• _Supplied entries_
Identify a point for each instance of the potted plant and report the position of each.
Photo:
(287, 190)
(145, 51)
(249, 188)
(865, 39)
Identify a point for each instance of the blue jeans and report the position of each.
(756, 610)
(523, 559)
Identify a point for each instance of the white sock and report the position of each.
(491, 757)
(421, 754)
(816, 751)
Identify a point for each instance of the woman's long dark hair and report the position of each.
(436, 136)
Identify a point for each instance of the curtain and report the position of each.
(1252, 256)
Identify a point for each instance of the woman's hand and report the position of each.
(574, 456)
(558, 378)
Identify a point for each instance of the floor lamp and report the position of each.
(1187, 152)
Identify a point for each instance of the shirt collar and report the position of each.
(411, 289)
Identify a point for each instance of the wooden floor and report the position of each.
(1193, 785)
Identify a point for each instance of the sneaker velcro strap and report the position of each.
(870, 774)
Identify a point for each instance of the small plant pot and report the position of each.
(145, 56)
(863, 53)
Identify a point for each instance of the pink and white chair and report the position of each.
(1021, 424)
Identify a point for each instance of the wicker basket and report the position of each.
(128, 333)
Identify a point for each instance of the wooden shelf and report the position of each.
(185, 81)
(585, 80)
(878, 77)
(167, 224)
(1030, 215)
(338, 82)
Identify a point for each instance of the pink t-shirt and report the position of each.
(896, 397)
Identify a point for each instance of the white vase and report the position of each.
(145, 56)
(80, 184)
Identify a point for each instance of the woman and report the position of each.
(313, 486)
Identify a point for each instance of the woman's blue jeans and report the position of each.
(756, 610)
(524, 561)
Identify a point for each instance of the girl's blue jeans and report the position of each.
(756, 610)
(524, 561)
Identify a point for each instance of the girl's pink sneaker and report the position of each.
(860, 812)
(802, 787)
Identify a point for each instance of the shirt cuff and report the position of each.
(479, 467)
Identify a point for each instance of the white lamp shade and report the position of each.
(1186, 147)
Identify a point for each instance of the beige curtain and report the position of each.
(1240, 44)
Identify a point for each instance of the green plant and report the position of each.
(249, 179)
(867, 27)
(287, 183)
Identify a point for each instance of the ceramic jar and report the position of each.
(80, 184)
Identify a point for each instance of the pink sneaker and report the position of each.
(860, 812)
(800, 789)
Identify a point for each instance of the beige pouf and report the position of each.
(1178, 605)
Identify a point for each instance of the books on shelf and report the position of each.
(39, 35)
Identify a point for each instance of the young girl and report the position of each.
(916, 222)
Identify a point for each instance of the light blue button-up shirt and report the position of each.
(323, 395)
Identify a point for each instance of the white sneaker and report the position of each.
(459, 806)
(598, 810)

• _Your objective_
Copy out the material above in its entirety. Every detail must match.

• _Task answer_
Identify a point for each instance of the potted plant and report the position of each.
Photo:
(287, 190)
(145, 51)
(249, 188)
(865, 39)
Identify a point for each instance of the blue jeans and report the position of each.
(756, 610)
(523, 559)
Identify a point for each instance of the white sock and report the position of each.
(491, 757)
(421, 754)
(816, 751)
Identify a point for each instance of the woman's long dark hair and report the position of each.
(436, 136)
Identify a point for each instance of the curtain and report the position of each.
(1252, 256)
Identify a point for each instance of the woman's hand and report the position of each.
(574, 456)
(558, 378)
Identify a point for each instance of the floor lamp and report the position of each.
(1187, 152)
Identify a point for each instance of the shirt collar and report the position of each.
(411, 289)
Identify a point for each instance of the wooden floor and report the position of each.
(1193, 785)
Identify a point for each instance of the sneaker velcro strap and report the position of each.
(870, 774)
Identify a point for each instance of the small plant pot and report the position of each.
(145, 56)
(863, 53)
Identify a point for each instance of the pink and white chair and report the position of each.
(1021, 424)
Identify a point for each instance of the wicker basket and report the position of each.
(128, 333)
Identify a point for each instance of the wooden shelf and report the position of each.
(185, 81)
(585, 80)
(878, 77)
(167, 224)
(1030, 215)
(338, 82)
Identify a point for each instance of the pink t-shirt and report the position of each.
(896, 397)
Identify a point for each instance of the white vase and report the position of each.
(145, 56)
(80, 184)
Identify a point for each instance of the woman and report the position of each.
(313, 486)
Identify a point for each instance of the woman's blue jeans and report the position of each.
(756, 610)
(524, 561)
Identify a point for each instance of the girl's blue jeans and report the position of each.
(756, 610)
(524, 561)
Identify a point for each instance of the girl's pink sneaker and report the position of each.
(860, 812)
(802, 787)
Identify a point for each instance of the shirt cuff and report the position of each.
(479, 467)
Identify a point for each instance of the white lamp shade and report the position of each.
(1186, 147)
Identify a point for each instance of the beige curtain and report the position of each.
(1240, 44)
Identify a point for each instance of the green plant and report the position of each.
(249, 179)
(867, 27)
(287, 183)
Identify a point for each instance of the ceramic jar and report the position of each.
(80, 184)
Identify a point for each instance of the pink sneaker and report the position of each.
(860, 812)
(800, 789)
Identify a point for each instance of the beige pouf and report the position of each.
(1178, 605)
Identify a point for each instance of the books on shelf and report the position of each.
(39, 35)
Identify a point for each instance of the young girl and report the position of each.
(916, 222)
Identify a point for each instance of the light blue button-up shirt and report the position of each.
(323, 395)
Identify a point for each instance of the white sneaker and report the position of each.
(459, 806)
(598, 810)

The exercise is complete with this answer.